── DATASET RECORDS

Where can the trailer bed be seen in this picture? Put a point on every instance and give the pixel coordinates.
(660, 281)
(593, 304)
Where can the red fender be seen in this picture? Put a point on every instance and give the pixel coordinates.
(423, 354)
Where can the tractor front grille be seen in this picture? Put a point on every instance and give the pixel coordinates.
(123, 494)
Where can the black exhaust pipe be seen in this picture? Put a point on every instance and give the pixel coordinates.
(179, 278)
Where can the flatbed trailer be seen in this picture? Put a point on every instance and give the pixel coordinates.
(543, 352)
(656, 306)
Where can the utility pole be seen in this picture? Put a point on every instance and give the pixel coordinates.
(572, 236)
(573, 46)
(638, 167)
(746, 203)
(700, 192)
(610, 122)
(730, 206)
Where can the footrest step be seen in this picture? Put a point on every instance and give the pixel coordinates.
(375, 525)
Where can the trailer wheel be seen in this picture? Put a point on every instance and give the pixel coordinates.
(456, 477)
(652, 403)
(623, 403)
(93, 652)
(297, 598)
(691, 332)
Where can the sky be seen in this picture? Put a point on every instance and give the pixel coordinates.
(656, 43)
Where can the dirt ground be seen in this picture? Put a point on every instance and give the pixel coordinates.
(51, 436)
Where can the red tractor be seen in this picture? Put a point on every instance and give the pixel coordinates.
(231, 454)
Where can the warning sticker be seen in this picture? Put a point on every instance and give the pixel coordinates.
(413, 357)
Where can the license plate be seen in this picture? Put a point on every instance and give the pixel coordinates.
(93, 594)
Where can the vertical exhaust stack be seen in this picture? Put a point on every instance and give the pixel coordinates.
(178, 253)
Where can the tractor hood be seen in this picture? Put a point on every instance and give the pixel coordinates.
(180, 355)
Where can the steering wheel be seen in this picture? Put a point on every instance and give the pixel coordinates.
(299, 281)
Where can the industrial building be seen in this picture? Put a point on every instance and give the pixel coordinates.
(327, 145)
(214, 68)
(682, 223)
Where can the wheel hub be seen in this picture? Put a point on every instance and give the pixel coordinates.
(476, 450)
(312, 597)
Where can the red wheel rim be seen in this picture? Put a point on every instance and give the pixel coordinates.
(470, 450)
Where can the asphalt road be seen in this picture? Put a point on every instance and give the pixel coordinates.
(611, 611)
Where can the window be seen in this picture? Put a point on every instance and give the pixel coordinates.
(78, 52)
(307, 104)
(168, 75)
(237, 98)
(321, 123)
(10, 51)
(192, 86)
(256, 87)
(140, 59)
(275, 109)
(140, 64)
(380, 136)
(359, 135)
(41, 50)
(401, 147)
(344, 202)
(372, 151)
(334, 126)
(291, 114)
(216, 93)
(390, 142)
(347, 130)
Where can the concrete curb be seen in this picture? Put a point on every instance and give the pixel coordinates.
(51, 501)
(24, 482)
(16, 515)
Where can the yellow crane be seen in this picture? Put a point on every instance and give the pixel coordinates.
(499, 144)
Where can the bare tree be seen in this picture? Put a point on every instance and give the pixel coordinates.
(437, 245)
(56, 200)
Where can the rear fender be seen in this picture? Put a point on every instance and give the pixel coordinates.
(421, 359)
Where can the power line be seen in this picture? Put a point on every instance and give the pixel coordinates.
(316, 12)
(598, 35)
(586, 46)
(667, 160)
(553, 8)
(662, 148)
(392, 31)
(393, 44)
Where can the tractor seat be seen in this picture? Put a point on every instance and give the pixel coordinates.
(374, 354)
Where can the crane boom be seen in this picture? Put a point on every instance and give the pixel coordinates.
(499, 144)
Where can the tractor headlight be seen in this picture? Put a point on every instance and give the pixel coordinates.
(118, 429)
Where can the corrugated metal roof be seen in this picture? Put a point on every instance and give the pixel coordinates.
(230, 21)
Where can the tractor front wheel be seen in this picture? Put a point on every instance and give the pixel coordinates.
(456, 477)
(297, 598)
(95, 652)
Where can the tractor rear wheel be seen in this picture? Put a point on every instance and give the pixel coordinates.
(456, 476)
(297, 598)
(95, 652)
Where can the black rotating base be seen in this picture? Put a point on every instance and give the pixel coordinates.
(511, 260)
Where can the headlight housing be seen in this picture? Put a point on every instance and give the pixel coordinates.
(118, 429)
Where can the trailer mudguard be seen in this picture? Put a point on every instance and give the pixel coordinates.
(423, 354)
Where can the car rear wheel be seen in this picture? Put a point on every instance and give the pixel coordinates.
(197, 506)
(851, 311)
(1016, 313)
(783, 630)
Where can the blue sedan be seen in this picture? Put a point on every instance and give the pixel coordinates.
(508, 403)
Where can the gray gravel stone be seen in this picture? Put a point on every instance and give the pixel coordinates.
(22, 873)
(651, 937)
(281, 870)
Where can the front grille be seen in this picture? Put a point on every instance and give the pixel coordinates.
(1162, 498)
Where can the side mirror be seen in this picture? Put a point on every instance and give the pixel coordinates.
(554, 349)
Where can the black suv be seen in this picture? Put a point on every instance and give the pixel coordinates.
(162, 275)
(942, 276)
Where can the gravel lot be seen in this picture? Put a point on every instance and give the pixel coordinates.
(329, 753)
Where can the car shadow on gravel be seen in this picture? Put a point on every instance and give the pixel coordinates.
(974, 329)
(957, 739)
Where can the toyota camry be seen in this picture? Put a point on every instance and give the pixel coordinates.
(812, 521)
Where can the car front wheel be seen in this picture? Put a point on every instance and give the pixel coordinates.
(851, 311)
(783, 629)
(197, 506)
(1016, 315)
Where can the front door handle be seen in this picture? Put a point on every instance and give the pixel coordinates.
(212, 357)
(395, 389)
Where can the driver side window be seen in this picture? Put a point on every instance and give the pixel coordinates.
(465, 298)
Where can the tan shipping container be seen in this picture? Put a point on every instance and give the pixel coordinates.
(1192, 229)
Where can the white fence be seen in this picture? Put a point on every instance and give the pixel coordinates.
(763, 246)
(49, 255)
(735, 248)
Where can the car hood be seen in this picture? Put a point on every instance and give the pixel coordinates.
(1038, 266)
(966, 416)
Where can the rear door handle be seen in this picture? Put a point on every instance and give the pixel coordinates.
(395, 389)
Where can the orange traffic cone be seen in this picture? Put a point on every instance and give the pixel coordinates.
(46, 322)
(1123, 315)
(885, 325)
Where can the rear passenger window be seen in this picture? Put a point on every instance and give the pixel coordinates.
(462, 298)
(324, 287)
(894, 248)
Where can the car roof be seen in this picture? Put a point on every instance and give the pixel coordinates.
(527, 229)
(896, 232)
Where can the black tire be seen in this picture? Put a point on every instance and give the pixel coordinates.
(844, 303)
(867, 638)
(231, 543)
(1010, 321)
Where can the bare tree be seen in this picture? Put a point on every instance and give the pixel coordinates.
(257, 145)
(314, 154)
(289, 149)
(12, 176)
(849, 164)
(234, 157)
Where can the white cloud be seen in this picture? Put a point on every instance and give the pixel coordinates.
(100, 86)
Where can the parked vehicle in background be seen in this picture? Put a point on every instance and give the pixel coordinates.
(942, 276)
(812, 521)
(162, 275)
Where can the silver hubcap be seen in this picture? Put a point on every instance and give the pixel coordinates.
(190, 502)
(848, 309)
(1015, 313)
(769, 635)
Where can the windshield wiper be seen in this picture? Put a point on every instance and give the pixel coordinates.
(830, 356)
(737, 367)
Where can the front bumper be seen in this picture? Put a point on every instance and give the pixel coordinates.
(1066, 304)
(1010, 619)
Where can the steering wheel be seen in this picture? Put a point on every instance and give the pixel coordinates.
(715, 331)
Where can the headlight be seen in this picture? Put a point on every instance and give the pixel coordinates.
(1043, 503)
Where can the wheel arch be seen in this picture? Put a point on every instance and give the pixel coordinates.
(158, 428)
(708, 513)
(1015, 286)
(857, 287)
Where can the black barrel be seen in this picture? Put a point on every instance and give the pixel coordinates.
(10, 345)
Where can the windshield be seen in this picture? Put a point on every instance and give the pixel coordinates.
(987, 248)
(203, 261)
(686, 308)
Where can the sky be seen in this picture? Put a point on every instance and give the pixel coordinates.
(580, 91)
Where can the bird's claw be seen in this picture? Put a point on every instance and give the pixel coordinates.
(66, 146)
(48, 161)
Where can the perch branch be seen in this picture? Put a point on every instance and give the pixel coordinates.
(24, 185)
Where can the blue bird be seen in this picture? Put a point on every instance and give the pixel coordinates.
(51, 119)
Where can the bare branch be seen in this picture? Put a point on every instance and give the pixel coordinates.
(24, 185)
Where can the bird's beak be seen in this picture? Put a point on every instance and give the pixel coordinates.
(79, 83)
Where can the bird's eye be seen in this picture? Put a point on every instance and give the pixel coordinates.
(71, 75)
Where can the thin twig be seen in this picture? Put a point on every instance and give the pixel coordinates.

────

THE EXERCISE:
From the "Where can the bird's claw" line to the close of the listing, restate each line word for word.

ANSWER TO THE PROBLEM:
Where can the bird's claw be seen in this picture? Put a point on every instance and give the pixel coordinates.
(66, 146)
(48, 161)
Where can the perch branch be seen in this picture? Put a point on every instance and give the pixel coordinates.
(24, 185)
Where can the blue bird be seen in this picture? Put a point on every instance and give the pixel coordinates.
(51, 119)
Where can the bare branch be seen in this picture? Put a point on every instance and give the pixel coordinates.
(24, 185)
Where can the bird's beak be seen in this picture? Put a point on every instance and give the pixel coordinates.
(79, 83)
Where can the bird's eye be seen in this picture? Put a point on every instance and give the pixel coordinates.
(71, 75)
Where can the thin twig be seen in this picture? Put a point on every instance and give the pixel coordinates.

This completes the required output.